ESERCIZIO 1: Traduci in inglese questa frase del brano su Frankenstein Junior: «E quella trovata è stata una delle chiavi del successo del film.»
ESERCIZIO 2: Trascrivi dal brano su Frankenstein Junior, senza alcuna modifica, il tratto che va da "Mel Brooks aveva" fino a "successo del film.".

BRANO PROPOSTO:
Mel Brooks aveva cinque anni quando, nel 1931, andò a vedere, Frankenstein di James Whale, tornando a casa terrorizzato. Un film che era stato girato seguendo le tecniche del cinema impressionista tedesco, che sapeva giocare divinamente con luci e ombre. Da qui, l'idea di rifarne una parodia a distanza di anni, rigorosamente in bianco e nero. Si affidò, non a caso, alla fotografia di Gerald Hirschfeld, in modo da giocare con campi lunghi scuri e primi piani chiari, così da esaltare i tempi comici dei protagonisti. E quella trovata è stata una delle chiavi del successo del film.

I fan conosceranno a memoria ogni battuta di Frankenstein Junior, ma, magari, qualcosa non sanno. Ad esempio, che le due protagoniste femminili, Madeline Khan e Teri Garr, originariamente, dovevano invertirsi i ruoli di Elizabeth, la fidanzata di Frankenstein e di Inga, la sua assistente con accento teutonico. La Kahn rifiutò Inga, volendo fare, a tutti i costi, la parte dell'amante della Creatura e la scelta fu azzeccata vista la caratterizzazione iconica che diede al personaggio di Elizabeth. Così, Brooks chiamò la Garr chiedendole se volesse fare un altro provino per la parte dell'assistente tedesca: «Vell, yes, I could do zee German ackzent tomorrow, I could come back zis afternoon», rispose prontamente l'attrice e la parte fu sua, senza provino.

Voci memorizzate di una raccolta
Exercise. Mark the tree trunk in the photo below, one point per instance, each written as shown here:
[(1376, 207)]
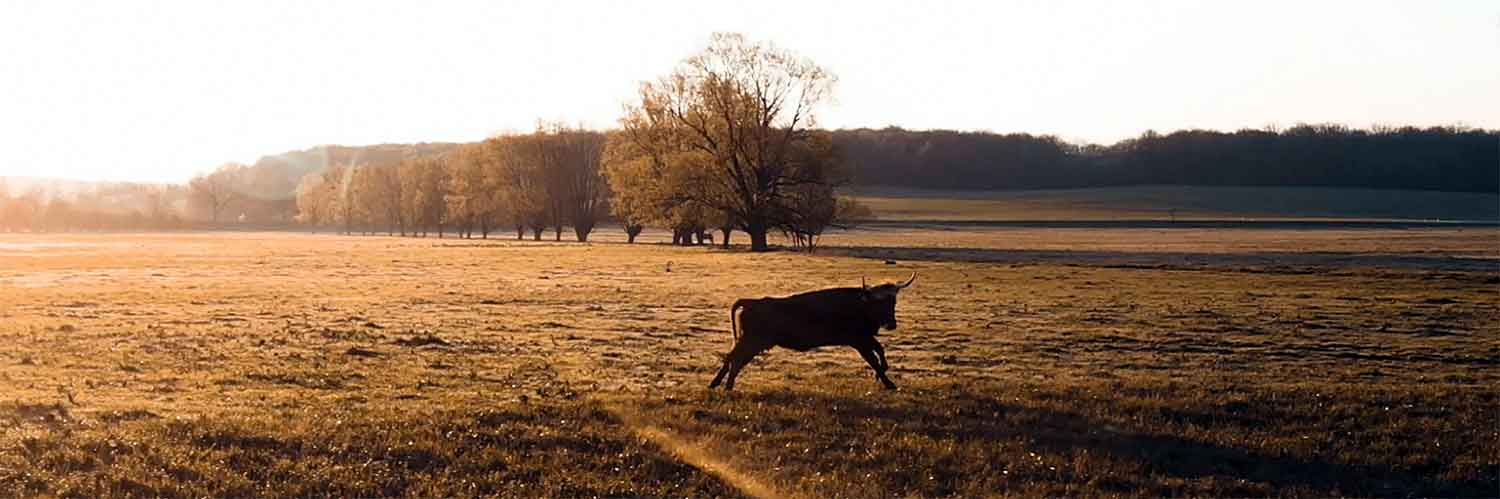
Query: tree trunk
[(581, 230), (756, 237)]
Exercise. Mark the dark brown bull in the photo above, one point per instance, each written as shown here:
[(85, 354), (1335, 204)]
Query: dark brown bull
[(848, 316)]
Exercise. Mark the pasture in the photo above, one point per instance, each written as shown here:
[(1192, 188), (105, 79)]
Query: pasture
[(1032, 361)]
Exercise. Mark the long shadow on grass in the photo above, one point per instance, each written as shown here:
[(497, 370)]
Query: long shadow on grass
[(1262, 261), (977, 418)]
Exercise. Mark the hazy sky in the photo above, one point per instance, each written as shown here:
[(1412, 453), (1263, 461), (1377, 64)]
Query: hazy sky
[(159, 90)]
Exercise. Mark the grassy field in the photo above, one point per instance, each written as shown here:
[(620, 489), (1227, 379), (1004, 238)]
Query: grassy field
[(1032, 361), (1182, 203)]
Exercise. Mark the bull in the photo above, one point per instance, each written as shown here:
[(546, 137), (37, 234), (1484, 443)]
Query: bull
[(837, 316)]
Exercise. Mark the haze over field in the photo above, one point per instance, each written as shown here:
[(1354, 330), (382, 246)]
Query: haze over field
[(786, 249)]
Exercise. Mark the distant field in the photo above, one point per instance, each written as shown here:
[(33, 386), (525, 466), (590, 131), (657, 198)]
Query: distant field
[(1032, 363), (1164, 203)]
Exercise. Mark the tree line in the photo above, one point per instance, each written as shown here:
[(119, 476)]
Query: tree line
[(1443, 158), (723, 143), (729, 141), (90, 207)]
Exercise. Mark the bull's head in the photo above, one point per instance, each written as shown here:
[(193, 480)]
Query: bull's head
[(881, 300)]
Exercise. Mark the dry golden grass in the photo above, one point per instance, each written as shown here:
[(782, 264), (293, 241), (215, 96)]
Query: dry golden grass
[(1164, 203), (1032, 361)]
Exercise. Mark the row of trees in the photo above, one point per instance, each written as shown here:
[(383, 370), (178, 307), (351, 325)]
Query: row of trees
[(726, 141), (1448, 158), (99, 207), (534, 182)]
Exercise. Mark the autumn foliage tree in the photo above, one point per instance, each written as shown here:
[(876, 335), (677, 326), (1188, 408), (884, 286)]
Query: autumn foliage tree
[(735, 114)]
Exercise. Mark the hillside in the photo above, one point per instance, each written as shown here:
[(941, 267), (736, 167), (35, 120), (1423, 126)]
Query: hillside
[(1164, 203)]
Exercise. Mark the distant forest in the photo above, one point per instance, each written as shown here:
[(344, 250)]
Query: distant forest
[(1451, 159), (1446, 159)]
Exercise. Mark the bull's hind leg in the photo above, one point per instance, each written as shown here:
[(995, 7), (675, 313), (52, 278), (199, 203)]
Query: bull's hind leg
[(720, 375), (875, 363)]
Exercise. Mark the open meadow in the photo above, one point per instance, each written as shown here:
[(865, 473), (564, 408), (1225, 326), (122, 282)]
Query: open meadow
[(1127, 361)]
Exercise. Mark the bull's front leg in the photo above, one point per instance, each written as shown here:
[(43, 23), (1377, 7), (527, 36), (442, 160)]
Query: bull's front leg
[(869, 352), (879, 351), (720, 376)]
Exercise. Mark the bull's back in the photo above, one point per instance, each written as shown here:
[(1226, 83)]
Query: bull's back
[(807, 321)]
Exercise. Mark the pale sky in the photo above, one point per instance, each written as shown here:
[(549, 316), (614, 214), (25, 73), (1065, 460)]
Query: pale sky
[(159, 90)]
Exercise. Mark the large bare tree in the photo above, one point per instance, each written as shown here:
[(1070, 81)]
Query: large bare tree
[(218, 189), (735, 111)]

SOLUZIONE 1: And that idea was one of the keys to the film's success.

SOLUZIONE 2:
Mel Brooks aveva cinque anni quando, nel 1931, andò a vedere, Frankenstein di James Whale, tornando a casa terrorizzato. Un film che era stato girato seguendo le tecniche del cinema impressionista tedesco, che sapeva giocare divinamente con luci e ombre. Da qui, l'idea di rifarne una parodia a distanza di anni, rigorosamente in bianco e nero. Si affidò, non a caso, alla fotografia di Gerald Hirschfeld, in modo da giocare con campi lunghi scuri e primi piani chiari, così da esaltare i tempi comici dei protagonisti. E quella trovata è stata una delle chiavi del successo del film.